Saved entries

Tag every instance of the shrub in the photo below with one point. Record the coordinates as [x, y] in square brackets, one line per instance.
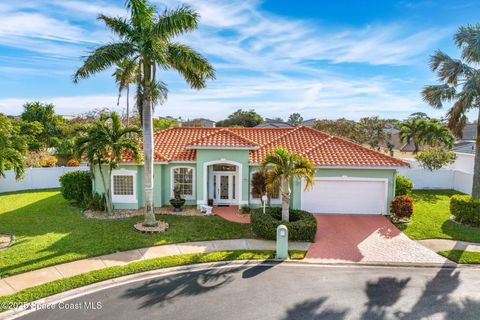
[302, 225]
[402, 206]
[73, 163]
[76, 186]
[403, 186]
[40, 160]
[245, 209]
[465, 209]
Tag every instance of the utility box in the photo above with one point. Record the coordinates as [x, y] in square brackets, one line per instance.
[282, 242]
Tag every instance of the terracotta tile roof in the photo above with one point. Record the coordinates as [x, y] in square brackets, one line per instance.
[178, 144]
[222, 138]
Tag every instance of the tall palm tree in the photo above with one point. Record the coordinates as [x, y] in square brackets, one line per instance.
[280, 167]
[13, 148]
[104, 143]
[146, 38]
[461, 86]
[125, 75]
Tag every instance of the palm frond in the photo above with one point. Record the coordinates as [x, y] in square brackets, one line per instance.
[190, 64]
[117, 25]
[175, 22]
[435, 95]
[103, 58]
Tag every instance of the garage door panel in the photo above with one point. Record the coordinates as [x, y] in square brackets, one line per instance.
[346, 196]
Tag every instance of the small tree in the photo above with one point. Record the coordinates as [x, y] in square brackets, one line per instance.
[280, 167]
[104, 144]
[435, 158]
[13, 148]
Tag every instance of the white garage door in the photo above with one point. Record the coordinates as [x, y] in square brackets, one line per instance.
[348, 196]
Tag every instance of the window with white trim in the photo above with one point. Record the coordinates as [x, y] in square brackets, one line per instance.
[183, 179]
[123, 186]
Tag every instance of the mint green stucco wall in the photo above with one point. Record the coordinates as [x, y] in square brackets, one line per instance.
[207, 155]
[357, 173]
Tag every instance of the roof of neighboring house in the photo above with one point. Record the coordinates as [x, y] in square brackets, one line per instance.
[180, 144]
[465, 147]
[273, 123]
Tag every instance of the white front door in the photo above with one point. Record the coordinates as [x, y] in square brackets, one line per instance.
[223, 185]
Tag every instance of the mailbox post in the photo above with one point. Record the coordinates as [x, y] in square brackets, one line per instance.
[282, 242]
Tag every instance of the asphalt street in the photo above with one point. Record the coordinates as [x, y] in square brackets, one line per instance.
[284, 291]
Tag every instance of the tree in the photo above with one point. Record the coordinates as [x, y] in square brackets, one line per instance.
[146, 37]
[460, 86]
[412, 131]
[371, 131]
[104, 144]
[435, 158]
[280, 167]
[341, 127]
[241, 118]
[44, 114]
[13, 147]
[125, 75]
[295, 119]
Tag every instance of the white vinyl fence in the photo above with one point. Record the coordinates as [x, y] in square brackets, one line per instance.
[458, 176]
[36, 178]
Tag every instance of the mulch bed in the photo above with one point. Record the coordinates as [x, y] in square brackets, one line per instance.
[123, 214]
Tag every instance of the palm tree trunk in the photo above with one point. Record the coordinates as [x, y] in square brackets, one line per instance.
[286, 200]
[108, 198]
[476, 166]
[128, 105]
[148, 145]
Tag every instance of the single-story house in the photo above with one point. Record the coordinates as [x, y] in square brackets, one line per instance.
[219, 163]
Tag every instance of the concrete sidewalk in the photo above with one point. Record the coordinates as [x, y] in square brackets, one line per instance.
[22, 281]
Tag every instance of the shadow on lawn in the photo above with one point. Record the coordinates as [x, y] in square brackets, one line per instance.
[50, 231]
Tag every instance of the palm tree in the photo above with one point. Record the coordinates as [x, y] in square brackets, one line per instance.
[280, 167]
[125, 75]
[413, 130]
[13, 148]
[104, 144]
[146, 38]
[437, 135]
[461, 86]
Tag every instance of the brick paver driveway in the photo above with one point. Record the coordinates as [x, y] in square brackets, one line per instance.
[365, 238]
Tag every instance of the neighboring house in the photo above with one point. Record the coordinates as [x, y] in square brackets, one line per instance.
[309, 122]
[274, 123]
[218, 164]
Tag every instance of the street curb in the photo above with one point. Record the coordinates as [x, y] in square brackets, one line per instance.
[103, 285]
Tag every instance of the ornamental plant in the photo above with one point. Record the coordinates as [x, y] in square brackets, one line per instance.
[402, 207]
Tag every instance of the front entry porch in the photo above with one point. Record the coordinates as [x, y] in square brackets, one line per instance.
[223, 184]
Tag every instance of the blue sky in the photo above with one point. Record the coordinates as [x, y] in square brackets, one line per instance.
[324, 59]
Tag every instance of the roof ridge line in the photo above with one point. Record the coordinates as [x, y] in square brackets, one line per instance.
[290, 131]
[318, 145]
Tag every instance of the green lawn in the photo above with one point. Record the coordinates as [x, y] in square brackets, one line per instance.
[431, 218]
[50, 231]
[461, 256]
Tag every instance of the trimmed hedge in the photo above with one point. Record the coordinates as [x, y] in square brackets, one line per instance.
[402, 206]
[403, 185]
[465, 209]
[76, 186]
[302, 225]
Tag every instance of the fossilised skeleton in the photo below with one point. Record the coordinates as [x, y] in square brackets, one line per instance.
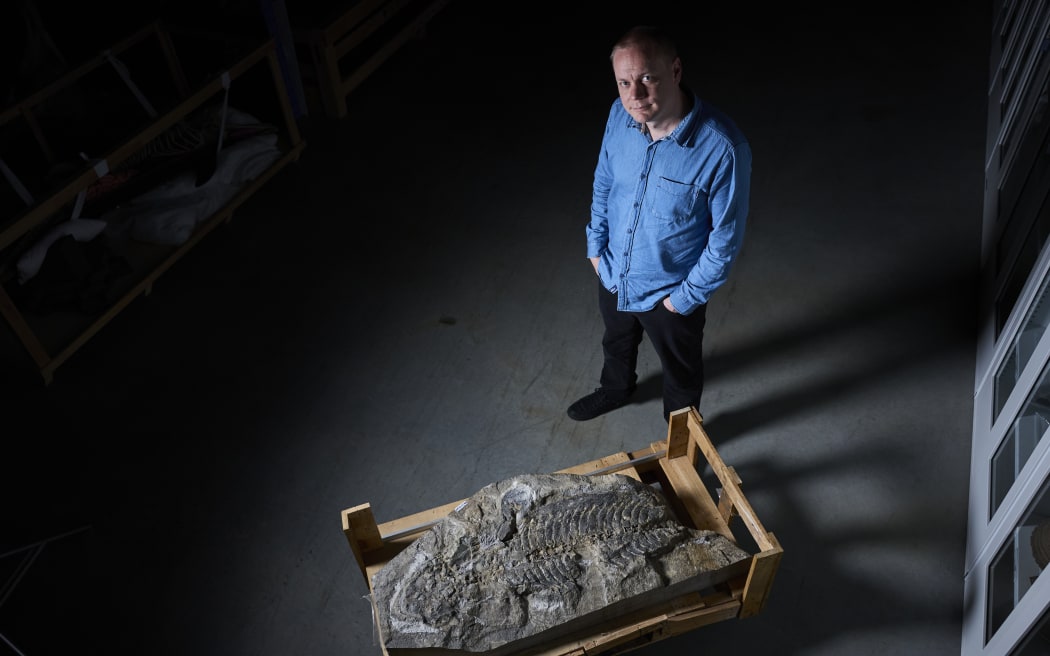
[534, 552]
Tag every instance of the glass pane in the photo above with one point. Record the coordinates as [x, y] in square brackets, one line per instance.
[1024, 344]
[1037, 640]
[1020, 562]
[1020, 441]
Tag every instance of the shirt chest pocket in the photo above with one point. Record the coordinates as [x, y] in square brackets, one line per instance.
[672, 200]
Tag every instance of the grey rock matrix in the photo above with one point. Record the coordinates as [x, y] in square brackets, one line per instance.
[536, 552]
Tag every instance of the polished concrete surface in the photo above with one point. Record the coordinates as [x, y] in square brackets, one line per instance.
[403, 316]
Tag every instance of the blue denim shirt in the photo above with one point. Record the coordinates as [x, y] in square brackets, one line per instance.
[668, 216]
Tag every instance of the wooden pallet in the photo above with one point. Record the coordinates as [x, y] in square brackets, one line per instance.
[672, 464]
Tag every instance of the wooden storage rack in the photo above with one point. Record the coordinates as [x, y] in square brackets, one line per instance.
[350, 46]
[47, 345]
[672, 464]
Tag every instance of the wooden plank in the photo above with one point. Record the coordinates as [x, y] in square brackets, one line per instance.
[359, 527]
[694, 496]
[726, 507]
[47, 208]
[370, 65]
[78, 72]
[22, 330]
[146, 282]
[763, 569]
[348, 20]
[351, 40]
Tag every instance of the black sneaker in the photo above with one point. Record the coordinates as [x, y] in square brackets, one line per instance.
[595, 404]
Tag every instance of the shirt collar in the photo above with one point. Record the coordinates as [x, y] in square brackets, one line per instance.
[683, 132]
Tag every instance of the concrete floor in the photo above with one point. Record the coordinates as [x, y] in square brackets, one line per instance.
[403, 316]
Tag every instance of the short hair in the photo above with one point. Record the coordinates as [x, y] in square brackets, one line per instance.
[648, 38]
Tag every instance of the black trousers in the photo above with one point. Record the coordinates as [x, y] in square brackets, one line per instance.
[677, 339]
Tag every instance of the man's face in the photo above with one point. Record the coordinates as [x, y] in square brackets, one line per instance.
[647, 83]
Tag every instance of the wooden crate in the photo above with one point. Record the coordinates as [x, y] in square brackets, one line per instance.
[350, 46]
[673, 465]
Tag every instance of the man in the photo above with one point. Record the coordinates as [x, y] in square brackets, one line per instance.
[668, 210]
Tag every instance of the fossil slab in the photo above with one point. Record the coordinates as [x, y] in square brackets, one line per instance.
[543, 555]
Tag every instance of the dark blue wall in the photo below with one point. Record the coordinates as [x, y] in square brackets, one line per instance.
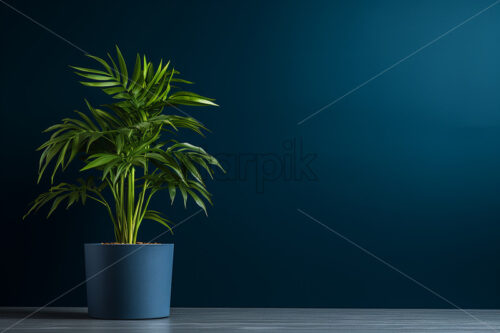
[407, 166]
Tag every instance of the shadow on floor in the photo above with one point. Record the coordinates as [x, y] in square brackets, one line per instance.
[47, 313]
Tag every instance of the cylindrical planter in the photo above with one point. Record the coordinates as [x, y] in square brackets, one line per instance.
[129, 281]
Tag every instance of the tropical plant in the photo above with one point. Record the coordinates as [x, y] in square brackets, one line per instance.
[131, 143]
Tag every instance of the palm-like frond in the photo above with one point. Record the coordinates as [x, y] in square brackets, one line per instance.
[128, 135]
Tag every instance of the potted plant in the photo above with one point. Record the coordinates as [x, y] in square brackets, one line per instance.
[130, 144]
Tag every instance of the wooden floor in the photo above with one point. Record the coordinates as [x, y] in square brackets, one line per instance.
[224, 320]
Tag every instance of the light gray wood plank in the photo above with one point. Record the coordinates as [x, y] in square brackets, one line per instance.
[224, 320]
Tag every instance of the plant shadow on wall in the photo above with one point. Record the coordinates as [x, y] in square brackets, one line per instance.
[130, 143]
[291, 164]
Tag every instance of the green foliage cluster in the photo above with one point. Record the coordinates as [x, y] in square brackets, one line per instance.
[130, 142]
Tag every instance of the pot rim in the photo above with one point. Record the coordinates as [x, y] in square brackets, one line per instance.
[121, 244]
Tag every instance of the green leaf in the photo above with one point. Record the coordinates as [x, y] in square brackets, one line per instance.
[100, 159]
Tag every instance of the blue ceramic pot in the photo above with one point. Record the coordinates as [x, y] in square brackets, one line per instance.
[129, 281]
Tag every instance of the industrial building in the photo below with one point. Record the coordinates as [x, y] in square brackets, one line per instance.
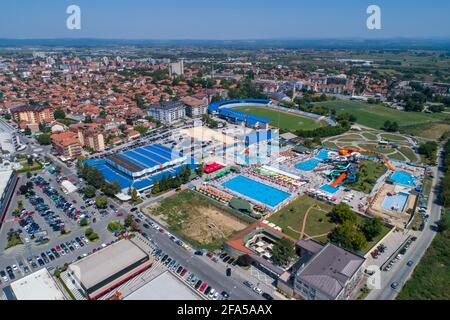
[104, 270]
[167, 112]
[140, 167]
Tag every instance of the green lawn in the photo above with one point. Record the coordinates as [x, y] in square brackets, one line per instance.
[393, 137]
[368, 174]
[370, 136]
[396, 156]
[293, 214]
[408, 153]
[284, 121]
[374, 115]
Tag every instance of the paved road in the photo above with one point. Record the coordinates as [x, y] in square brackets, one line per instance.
[401, 272]
[203, 267]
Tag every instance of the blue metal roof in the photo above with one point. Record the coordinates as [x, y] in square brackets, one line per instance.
[242, 116]
[219, 104]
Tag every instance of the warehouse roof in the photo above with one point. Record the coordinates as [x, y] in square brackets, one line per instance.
[164, 287]
[37, 286]
[107, 262]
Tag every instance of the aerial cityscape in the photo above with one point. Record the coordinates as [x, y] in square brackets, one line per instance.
[215, 163]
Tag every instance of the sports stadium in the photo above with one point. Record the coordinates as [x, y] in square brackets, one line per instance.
[140, 167]
[227, 110]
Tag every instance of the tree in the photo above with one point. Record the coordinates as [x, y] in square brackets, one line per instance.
[90, 191]
[59, 114]
[84, 222]
[342, 213]
[283, 252]
[372, 228]
[101, 202]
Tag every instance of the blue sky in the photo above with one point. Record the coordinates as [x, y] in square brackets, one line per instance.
[224, 19]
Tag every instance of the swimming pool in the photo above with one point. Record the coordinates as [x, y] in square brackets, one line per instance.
[255, 190]
[329, 189]
[403, 178]
[308, 165]
[396, 202]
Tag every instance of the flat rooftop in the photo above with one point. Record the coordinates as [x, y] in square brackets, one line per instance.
[37, 286]
[166, 286]
[107, 262]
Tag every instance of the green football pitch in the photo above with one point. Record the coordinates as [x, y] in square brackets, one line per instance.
[283, 120]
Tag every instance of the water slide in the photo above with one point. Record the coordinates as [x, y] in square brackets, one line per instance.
[339, 180]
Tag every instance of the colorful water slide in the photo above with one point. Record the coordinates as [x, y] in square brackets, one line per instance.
[339, 180]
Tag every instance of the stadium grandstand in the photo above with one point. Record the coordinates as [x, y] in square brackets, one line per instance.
[224, 109]
[140, 167]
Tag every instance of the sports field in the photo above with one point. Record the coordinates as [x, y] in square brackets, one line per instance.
[374, 115]
[196, 219]
[282, 120]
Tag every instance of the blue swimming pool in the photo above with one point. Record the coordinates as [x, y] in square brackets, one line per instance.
[256, 190]
[403, 178]
[308, 165]
[396, 202]
[322, 155]
[329, 189]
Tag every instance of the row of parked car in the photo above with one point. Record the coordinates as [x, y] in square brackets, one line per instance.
[189, 277]
[52, 219]
[400, 255]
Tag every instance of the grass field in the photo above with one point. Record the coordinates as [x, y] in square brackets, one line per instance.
[197, 219]
[290, 219]
[397, 156]
[284, 121]
[428, 130]
[408, 153]
[374, 115]
[368, 175]
[431, 278]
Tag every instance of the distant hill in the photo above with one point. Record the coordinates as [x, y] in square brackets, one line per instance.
[390, 44]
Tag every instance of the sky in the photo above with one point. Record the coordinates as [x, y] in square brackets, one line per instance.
[224, 19]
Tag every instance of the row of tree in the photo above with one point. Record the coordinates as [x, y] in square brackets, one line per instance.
[167, 182]
[349, 234]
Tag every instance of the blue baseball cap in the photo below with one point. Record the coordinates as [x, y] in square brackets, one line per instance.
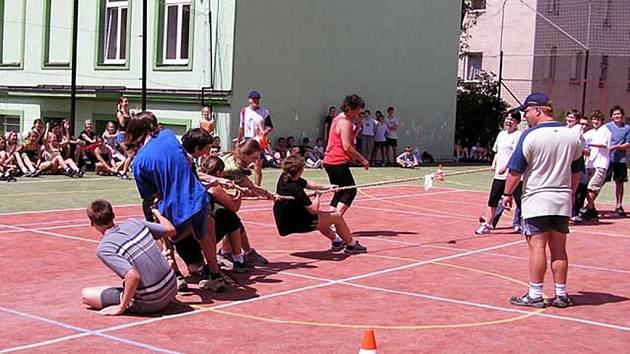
[535, 99]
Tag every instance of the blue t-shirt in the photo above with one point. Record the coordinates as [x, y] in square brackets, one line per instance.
[161, 166]
[618, 136]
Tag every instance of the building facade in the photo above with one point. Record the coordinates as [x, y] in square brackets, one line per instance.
[545, 45]
[303, 56]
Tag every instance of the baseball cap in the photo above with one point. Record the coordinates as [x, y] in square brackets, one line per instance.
[535, 99]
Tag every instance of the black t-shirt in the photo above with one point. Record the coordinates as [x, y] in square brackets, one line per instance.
[292, 216]
[91, 135]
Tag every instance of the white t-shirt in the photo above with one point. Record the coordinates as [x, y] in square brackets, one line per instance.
[504, 147]
[392, 124]
[369, 126]
[599, 157]
[381, 132]
[251, 121]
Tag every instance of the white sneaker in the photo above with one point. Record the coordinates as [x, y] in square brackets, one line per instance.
[483, 229]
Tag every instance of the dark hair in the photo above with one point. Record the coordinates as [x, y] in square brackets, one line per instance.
[211, 165]
[515, 114]
[249, 147]
[598, 114]
[142, 125]
[352, 102]
[196, 139]
[292, 166]
[617, 108]
[100, 213]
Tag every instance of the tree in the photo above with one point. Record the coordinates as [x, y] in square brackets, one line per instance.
[480, 112]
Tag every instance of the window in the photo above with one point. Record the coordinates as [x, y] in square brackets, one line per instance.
[114, 49]
[554, 7]
[175, 32]
[478, 5]
[473, 66]
[608, 14]
[576, 66]
[603, 69]
[550, 64]
[9, 123]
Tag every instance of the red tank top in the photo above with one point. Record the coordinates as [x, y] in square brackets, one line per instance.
[335, 155]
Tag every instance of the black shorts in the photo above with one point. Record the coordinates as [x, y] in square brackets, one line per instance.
[225, 221]
[496, 193]
[618, 172]
[391, 142]
[341, 176]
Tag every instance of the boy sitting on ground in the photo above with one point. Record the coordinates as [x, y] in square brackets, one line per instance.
[130, 251]
[301, 215]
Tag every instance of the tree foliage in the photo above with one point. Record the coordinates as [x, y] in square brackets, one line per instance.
[480, 112]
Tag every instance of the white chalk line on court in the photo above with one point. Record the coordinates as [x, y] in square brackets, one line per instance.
[84, 333]
[420, 244]
[463, 302]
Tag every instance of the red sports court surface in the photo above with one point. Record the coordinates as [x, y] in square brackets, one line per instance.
[419, 292]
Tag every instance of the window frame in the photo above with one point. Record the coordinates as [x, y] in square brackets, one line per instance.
[99, 47]
[160, 62]
[13, 65]
[467, 66]
[17, 113]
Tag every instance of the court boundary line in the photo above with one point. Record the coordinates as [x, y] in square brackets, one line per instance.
[86, 333]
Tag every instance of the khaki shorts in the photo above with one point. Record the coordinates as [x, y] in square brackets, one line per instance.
[597, 178]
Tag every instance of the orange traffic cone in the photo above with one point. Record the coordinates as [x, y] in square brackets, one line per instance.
[439, 174]
[369, 343]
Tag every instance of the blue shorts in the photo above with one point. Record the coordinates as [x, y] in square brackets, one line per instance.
[197, 225]
[540, 224]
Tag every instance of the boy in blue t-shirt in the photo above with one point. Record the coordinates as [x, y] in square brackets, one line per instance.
[619, 143]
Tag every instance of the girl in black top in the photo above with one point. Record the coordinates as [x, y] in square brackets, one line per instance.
[301, 215]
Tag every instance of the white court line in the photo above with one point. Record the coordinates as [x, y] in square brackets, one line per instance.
[84, 332]
[463, 302]
[310, 287]
[420, 244]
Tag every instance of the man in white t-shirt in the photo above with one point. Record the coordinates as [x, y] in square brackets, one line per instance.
[548, 158]
[598, 142]
[503, 147]
[368, 131]
[255, 123]
[392, 134]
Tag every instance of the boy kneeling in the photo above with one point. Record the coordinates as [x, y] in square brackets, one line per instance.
[129, 249]
[301, 215]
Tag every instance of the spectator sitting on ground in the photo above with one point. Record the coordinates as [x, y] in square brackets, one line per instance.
[407, 159]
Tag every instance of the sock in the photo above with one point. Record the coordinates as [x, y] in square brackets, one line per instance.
[535, 290]
[238, 257]
[561, 289]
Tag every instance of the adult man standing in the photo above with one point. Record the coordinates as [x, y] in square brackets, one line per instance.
[255, 122]
[548, 157]
[392, 123]
[619, 143]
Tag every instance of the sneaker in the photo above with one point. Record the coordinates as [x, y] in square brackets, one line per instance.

◆ WORK TASK
Please copy only the lines from the one with "Tag every instance of the white court" through the final line of the records above, both ends included.

◆ ANSWER AREA
Tag every instance of the white court line in the photo above with one point. Record the coordinates as [x, y] in square brackets, one line per instance.
[84, 332]
[463, 302]
[310, 287]
[420, 244]
Tag every instance of the man in white t-shirt in the photo above with one point. Record the coordinates as [x, y] in square brackets, one line per instance.
[548, 158]
[598, 142]
[503, 147]
[368, 131]
[255, 123]
[392, 134]
Tag every instance of the boy kneeling in the photo above with one point. Record the coordinates as [x, y] in square brackets, one line per instance.
[129, 249]
[301, 215]
Tag every instance of the spectator sitting on ground in the photo above with one point. Record the coordinates as [x, y] in square brackets, one line per instance.
[407, 159]
Tag every instance of the sock in the photo above with one point. Record the coordinates as [x, y] in square brackets, one line per instance.
[535, 290]
[238, 257]
[561, 289]
Tag every instance of the adult man standing in the photo above with one point. Record the coordinates as [x, y] in square brackets, one line per instance.
[255, 122]
[548, 157]
[392, 123]
[619, 143]
Tag every instance of the sneaker in the photo above with one point. Record the coordinates as [x, y] in square brackets, one line per instance.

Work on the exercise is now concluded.